The game

Publié le par paquito

Pour occuper les longs trajets en TGV avec multiples haltes méridionales, il y a certes le sudoku et le dernier roman de Guillaume Musso. Mais rien ne vaut les grands classiques du ludisme ferroviaire.

Parmi ces multiples activités intéractives que l'on peut pratiquer ou observer pour bien rigoler dans un un wagon de seconde classe, de préférence, on connaît la partie de cache-cache avec le contrôleur, la traversée du train entier avec la valise à roulettes, ou encore la recherche de WC propres.

Mais le must, le plus distrayant et intéractif reste sans conteste, le jeu du « pique-moi ma place, je piquerai celle d'un autre », sorte de variante des chaises musicales appliquée aux trajets en TGV (donc avec places réservées, c'est important).

Pour bien pratiquer ce jeu, il faut disposer d'un trajet offrant un nombre respectable de haltes, ce qui permet, à chaque arrêt en gare, de relancer la partie.

Il faut aussi choisir une date propice : aucun intérêt en semaine lorsque le train est à moitié vide. On préférera largement un vendredi soir ou un samedi de grands départs en vacances, lorsque presque toutes les places ont été réservées. La présence de nombreux bagages encombrants mettra également un peu de piment.

Mais, avant tout, la condition sine qua non de réussite de cette performance collective, c'est qu'un nombre suffisant de voyageurs montant au départ du train aient eu, sans se concerter, l'idée de jouer (plutôt que de mater un DVD débile) et initient le processus en s'installant, volontairement ou non, à une autre place que la leur.

CONSIGNES -
• 1. Relevez, dans l'extrait, les activités que l'on connaît pour bien rigoler dans un wagon de seconde classe, avant que le jeu présenté comme le must ne soit introduit.
• 2. D'après l'extrait, quels jours vaut-il mieux choisir pour pratiquer ce jeu ?

LIGNES RÉPERTORIÉES -
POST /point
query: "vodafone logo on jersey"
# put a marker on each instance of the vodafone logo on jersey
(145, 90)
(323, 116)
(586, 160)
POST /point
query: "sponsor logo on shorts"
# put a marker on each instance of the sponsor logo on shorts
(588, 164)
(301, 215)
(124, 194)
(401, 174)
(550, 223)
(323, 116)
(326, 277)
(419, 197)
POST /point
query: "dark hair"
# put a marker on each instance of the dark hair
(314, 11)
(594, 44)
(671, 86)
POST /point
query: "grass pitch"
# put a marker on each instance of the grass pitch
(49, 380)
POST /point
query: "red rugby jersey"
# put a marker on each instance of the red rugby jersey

RÉPONSES COMPLÈTES -
• 1.
- La partie de cache-cache avec le contrôleur
- La traversée du train entier avec la valise à roulettes
- La recherche de WC propres

• 2. Un vendredi soir ou un samedi de grands départs en vacances, lorsque presque toutes les places ont été réservées.